Work order: Copy out the records below without any change, starting at the line with "255L92 252L90 270H79ZM137" and continuing through the line with "box: [54, 306, 69, 325]", both lines included.
■ ■ ■ ■
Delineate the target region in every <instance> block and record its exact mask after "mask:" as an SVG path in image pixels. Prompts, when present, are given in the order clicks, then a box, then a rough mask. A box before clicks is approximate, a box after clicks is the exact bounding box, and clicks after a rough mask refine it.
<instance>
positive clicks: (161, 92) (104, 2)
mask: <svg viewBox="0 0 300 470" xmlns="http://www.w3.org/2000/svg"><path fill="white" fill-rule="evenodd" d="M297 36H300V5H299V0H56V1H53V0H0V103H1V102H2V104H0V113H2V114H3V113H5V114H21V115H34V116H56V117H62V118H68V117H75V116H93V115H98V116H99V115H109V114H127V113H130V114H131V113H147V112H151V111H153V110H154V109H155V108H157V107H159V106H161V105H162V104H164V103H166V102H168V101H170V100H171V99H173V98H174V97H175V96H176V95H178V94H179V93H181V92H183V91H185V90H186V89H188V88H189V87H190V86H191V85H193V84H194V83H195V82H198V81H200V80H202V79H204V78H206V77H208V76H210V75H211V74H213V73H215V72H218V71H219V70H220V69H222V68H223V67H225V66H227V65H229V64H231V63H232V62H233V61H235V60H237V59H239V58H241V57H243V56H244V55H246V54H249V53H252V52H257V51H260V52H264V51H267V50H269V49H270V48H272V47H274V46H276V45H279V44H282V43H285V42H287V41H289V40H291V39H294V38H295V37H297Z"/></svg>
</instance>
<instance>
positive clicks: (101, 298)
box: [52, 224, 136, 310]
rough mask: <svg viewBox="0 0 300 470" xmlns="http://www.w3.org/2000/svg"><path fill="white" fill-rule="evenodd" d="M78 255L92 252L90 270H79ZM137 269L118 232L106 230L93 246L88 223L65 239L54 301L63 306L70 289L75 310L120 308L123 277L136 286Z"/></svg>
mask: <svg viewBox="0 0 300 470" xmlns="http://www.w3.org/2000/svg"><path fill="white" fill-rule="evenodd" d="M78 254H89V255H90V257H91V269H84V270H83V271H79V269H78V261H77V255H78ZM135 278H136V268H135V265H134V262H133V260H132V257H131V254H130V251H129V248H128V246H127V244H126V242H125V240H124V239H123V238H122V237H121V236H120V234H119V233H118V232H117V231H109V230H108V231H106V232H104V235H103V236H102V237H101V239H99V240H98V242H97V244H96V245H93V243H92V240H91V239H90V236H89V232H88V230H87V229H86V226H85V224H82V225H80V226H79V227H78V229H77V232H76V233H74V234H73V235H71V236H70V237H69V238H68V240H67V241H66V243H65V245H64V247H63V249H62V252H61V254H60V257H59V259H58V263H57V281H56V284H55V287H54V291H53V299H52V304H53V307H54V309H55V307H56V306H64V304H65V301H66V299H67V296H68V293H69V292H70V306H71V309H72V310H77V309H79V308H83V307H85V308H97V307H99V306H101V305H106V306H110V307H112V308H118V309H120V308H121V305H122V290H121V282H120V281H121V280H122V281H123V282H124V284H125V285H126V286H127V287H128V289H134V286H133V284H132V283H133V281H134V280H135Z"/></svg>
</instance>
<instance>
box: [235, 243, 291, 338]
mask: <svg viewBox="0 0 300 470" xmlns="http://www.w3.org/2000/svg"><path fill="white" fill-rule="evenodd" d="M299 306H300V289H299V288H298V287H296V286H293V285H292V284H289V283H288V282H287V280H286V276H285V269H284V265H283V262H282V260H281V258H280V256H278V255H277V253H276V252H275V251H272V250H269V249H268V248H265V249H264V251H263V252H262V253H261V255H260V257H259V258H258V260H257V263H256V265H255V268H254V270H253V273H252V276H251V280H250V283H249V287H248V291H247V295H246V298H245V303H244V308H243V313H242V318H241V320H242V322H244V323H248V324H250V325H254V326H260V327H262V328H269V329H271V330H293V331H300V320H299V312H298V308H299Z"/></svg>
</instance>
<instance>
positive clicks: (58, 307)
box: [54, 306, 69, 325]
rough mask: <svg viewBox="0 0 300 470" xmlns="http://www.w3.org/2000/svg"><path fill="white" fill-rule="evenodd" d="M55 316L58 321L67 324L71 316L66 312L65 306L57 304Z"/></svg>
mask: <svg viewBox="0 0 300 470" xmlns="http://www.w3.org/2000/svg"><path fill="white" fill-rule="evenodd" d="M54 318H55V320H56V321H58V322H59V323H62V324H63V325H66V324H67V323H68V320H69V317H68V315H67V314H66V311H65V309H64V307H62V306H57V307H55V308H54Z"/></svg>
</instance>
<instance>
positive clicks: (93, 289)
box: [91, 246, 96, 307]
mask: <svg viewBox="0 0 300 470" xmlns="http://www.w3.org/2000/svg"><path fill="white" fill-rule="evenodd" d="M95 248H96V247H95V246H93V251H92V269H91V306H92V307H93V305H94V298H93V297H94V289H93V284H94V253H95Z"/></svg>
■ ■ ■ ■
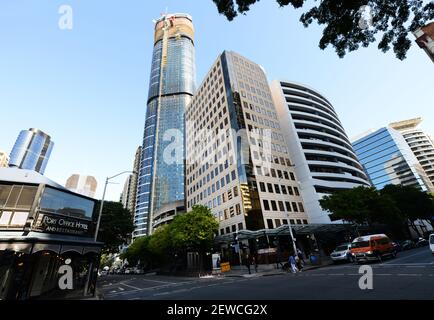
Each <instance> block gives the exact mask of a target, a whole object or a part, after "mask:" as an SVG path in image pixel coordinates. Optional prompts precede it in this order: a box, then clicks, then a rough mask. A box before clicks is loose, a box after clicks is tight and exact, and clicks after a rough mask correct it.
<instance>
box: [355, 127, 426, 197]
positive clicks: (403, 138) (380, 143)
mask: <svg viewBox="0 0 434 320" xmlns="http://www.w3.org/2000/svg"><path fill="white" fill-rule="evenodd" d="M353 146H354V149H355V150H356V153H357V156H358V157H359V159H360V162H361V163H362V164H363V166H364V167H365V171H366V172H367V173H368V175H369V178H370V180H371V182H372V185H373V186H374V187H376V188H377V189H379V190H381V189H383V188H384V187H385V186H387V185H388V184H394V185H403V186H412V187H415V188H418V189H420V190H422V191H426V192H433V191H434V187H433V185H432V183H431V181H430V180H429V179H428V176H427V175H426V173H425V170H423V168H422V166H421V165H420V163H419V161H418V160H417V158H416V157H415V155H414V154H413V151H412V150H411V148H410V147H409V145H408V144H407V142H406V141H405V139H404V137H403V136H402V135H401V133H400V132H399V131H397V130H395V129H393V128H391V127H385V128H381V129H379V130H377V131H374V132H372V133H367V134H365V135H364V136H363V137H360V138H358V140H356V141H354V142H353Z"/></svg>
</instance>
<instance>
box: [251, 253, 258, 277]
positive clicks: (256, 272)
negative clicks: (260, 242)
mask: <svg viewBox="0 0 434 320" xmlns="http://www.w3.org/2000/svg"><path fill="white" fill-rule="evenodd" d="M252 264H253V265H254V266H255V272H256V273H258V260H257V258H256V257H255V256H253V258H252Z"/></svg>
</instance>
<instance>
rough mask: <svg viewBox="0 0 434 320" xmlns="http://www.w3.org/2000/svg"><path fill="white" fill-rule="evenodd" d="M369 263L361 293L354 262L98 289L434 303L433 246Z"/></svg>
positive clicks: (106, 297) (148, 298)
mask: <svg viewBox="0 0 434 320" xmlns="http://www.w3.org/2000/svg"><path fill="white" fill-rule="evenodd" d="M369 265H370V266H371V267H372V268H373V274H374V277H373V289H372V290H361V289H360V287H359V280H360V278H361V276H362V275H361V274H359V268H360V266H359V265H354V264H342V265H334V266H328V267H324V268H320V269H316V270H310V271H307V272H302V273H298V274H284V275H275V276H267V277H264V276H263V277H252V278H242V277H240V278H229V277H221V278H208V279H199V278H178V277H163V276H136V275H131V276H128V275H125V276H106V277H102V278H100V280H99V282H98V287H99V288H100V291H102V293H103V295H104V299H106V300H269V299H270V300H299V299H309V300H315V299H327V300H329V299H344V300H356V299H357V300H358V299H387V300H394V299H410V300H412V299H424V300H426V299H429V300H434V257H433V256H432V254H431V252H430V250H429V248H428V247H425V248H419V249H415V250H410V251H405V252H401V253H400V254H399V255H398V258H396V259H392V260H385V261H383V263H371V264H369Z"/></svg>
■ ■ ■ ■
Response:
rough mask: <svg viewBox="0 0 300 470" xmlns="http://www.w3.org/2000/svg"><path fill="white" fill-rule="evenodd" d="M78 255L92 252L90 270H79ZM137 269L118 232L106 230L93 246L88 223L65 239L54 301L63 306L70 289L75 310L120 308L123 277L136 286Z"/></svg>
mask: <svg viewBox="0 0 300 470" xmlns="http://www.w3.org/2000/svg"><path fill="white" fill-rule="evenodd" d="M78 254H89V255H90V257H91V269H84V270H83V271H79V269H78V261H77V255H78ZM135 278H136V268H135V265H134V262H133V260H132V257H131V254H130V251H129V248H128V246H127V244H126V242H125V240H124V239H123V238H122V237H121V236H120V234H119V233H118V232H117V231H109V230H108V231H106V232H104V235H103V236H102V237H101V239H99V240H98V242H97V244H96V245H93V243H92V240H91V239H90V236H89V232H88V230H87V229H86V226H85V224H82V225H80V226H79V227H78V229H77V232H76V233H74V234H73V235H71V236H70V237H69V238H68V240H67V241H66V243H65V245H64V247H63V249H62V252H61V254H60V257H59V259H58V263H57V281H56V284H55V287H54V291H53V299H52V304H53V307H54V309H55V307H56V306H64V304H65V301H66V299H67V296H68V293H69V292H70V306H71V309H72V310H77V309H79V308H83V307H85V308H97V307H99V306H101V305H106V306H110V307H112V308H118V309H120V308H121V305H122V290H121V282H120V281H121V280H122V281H123V282H124V284H125V285H126V286H127V287H128V289H134V286H133V284H132V283H133V281H134V280H135Z"/></svg>
</instance>
<instance>
box: [235, 243, 291, 338]
mask: <svg viewBox="0 0 300 470" xmlns="http://www.w3.org/2000/svg"><path fill="white" fill-rule="evenodd" d="M299 306H300V289H299V288H298V287H296V286H293V285H292V284H289V283H288V282H287V280H286V276H285V269H284V265H283V262H282V260H281V258H280V256H278V255H277V253H276V252H275V251H272V250H269V249H268V248H265V249H264V251H263V252H262V253H261V255H260V257H259V258H258V260H257V263H256V265H255V268H254V270H253V273H252V276H251V280H250V283H249V287H248V291H247V295H246V298H245V303H244V308H243V313H242V318H241V320H242V322H244V323H248V324H250V325H254V326H260V327H262V328H269V329H271V330H293V331H300V320H299V312H298V308H299Z"/></svg>
</instance>
<instance>
positive clicks: (58, 307)
box: [54, 306, 69, 325]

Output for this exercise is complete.